▶ _INPUT ROWS_

○ ○ ○

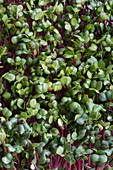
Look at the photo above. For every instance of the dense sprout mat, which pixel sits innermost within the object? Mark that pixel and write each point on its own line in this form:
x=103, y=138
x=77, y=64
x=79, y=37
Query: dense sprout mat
x=56, y=85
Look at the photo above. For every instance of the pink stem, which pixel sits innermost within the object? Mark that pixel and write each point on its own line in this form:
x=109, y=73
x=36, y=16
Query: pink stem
x=33, y=53
x=75, y=62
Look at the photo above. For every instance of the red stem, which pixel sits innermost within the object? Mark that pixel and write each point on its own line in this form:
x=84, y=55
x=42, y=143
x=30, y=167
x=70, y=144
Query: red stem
x=33, y=53
x=75, y=62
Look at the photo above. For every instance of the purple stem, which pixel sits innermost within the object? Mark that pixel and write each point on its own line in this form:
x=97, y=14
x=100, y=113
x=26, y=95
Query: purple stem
x=33, y=54
x=75, y=62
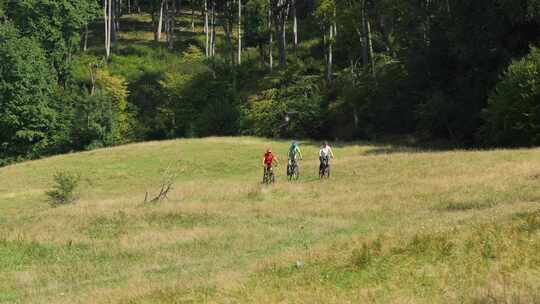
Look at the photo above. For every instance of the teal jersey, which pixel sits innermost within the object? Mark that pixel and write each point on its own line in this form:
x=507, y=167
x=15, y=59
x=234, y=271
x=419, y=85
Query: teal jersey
x=293, y=152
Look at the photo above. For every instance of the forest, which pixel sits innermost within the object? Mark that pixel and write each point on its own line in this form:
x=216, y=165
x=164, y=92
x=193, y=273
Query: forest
x=83, y=74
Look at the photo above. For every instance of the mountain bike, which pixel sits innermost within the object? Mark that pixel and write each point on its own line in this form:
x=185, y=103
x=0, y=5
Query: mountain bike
x=293, y=171
x=268, y=177
x=324, y=168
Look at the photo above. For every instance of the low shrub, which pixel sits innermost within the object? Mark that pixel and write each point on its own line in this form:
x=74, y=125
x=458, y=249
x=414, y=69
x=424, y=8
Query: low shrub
x=64, y=189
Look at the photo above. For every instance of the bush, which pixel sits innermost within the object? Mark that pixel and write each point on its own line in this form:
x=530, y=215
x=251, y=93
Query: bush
x=512, y=117
x=64, y=188
x=293, y=110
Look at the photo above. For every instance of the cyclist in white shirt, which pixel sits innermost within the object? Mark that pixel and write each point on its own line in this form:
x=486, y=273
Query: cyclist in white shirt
x=325, y=153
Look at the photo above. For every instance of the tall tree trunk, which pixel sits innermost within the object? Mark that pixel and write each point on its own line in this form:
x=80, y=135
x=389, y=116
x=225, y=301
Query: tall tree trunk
x=160, y=21
x=193, y=15
x=282, y=43
x=113, y=19
x=170, y=22
x=107, y=8
x=85, y=40
x=213, y=30
x=295, y=25
x=239, y=32
x=370, y=46
x=271, y=41
x=206, y=28
x=330, y=53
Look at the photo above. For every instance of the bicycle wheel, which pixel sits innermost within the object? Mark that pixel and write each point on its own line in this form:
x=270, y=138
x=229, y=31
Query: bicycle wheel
x=296, y=173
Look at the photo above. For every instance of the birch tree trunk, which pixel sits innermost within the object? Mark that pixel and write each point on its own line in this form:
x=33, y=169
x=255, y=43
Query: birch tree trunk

○ ○ ○

▶ _REQUIREMENT_
Recast every line of the items above as a Markdown table with the columns No. and Line, giving each line its own numbered row and skipping blank lines. Leave the pictures out of your table.

▶ _WRITTEN ANSWER_
| No. | Line |
|---|---|
| 1 | Look at the photo above. For every instance of the dense sprout mat, which pixel sits innermost within the object? Mark that pixel and write each point on its own line in this form: |
| 2 | x=103, y=138 |
| 3 | x=77, y=64 |
| 4 | x=79, y=37 |
| 5 | Query: dense sprout mat |
| 6 | x=56, y=85 |
| 7 | Look at the photo above. For every instance of the pink stem, which pixel sits innermost within the object? Mark that pixel and write each point on its own line in this form: |
| 8 | x=109, y=73 |
| 9 | x=36, y=16 |
| 10 | Query: pink stem |
| 11 | x=33, y=53 |
| 12 | x=75, y=62 |
| 13 | Look at the photo above. For every instance of the red stem, which pixel sits innermost within the object? Mark that pixel and write each point on its own line in this form: |
| 14 | x=84, y=55 |
| 15 | x=42, y=143 |
| 16 | x=30, y=167 |
| 17 | x=70, y=144 |
| 18 | Query: red stem |
| 19 | x=33, y=53 |
| 20 | x=75, y=62 |
| 21 | Look at the photo above. For every instance of the purple stem, which pixel sits innermost within the object? Mark that pixel and write each point on its own line in this form: |
| 22 | x=97, y=14 |
| 23 | x=100, y=113 |
| 24 | x=26, y=95 |
| 25 | Query: purple stem |
| 26 | x=33, y=54 |
| 27 | x=75, y=62 |
| 28 | Look at the photo above. For every instance of the teal jersey, which pixel sits innermost within the object? Mark that pixel and write each point on its own line in this form: |
| 29 | x=507, y=167 |
| 30 | x=15, y=59 |
| 31 | x=234, y=271 |
| 32 | x=419, y=85 |
| 33 | Query: teal jersey |
| 34 | x=293, y=152 |
| 35 | Look at the photo above. For every instance of the forest, which pixel sits innermost within the object? Mark that pixel and write each point on its own line in this form: |
| 36 | x=216, y=165 |
| 37 | x=164, y=92 |
| 38 | x=193, y=273 |
| 39 | Query: forest |
| 40 | x=83, y=74 |
| 41 | Look at the photo above. For every instance of the mountain bike, which pixel sits innermost within the object? Mark that pixel and write each point on its own line in this form: |
| 42 | x=185, y=103 |
| 43 | x=0, y=5 |
| 44 | Query: mountain bike |
| 45 | x=293, y=171 |
| 46 | x=268, y=177 |
| 47 | x=324, y=168 |
| 48 | Look at the photo above. For every instance of the low shrub, which pixel sits innermost within the object? Mark that pixel and write each point on its own line in this form: |
| 49 | x=74, y=125 |
| 50 | x=458, y=249 |
| 51 | x=414, y=69 |
| 52 | x=424, y=8 |
| 53 | Query: low shrub |
| 54 | x=64, y=189 |
| 55 | Look at the photo above. For every instance of the bush, which pixel sits innermost within the object? Mark that pixel and write each point on its own line in this form: |
| 56 | x=530, y=215 |
| 57 | x=251, y=93 |
| 58 | Query: bush |
| 59 | x=512, y=117 |
| 60 | x=64, y=188 |
| 61 | x=293, y=110 |
| 62 | Look at the photo above. For every instance of the cyclist in white shirt, which pixel sits innermost within the object? Mark that pixel and write each point on its own line in this form: |
| 63 | x=486, y=273 |
| 64 | Query: cyclist in white shirt |
| 65 | x=325, y=153 |
| 66 | Look at the photo above. For every instance of the tall tree trunk, which pixel sits innermost within the object? Mark that pixel and write each point on its own line in this form: |
| 67 | x=80, y=135 |
| 68 | x=389, y=116 |
| 69 | x=225, y=301 |
| 70 | Query: tall tree trunk |
| 71 | x=160, y=21 |
| 72 | x=193, y=15 |
| 73 | x=282, y=43 |
| 74 | x=113, y=19 |
| 75 | x=170, y=22 |
| 76 | x=107, y=8 |
| 77 | x=85, y=40 |
| 78 | x=213, y=30 |
| 79 | x=295, y=25 |
| 80 | x=239, y=32 |
| 81 | x=370, y=46 |
| 82 | x=271, y=41 |
| 83 | x=206, y=28 |
| 84 | x=330, y=53 |
| 85 | Look at the photo above. For every instance of the bicycle wheel, which pixel sits innermost within the object? Mark that pixel and write each point on its own line in this form: |
| 86 | x=270, y=138 |
| 87 | x=229, y=31 |
| 88 | Query: bicycle wheel |
| 89 | x=296, y=173 |
| 90 | Look at the photo above. For every instance of the birch tree trunk, which pixel sits innermost within the object? Mark that pixel and write each point on its own line in this form: |
| 91 | x=33, y=169 |
| 92 | x=255, y=43 |
| 93 | Query: birch tree trunk |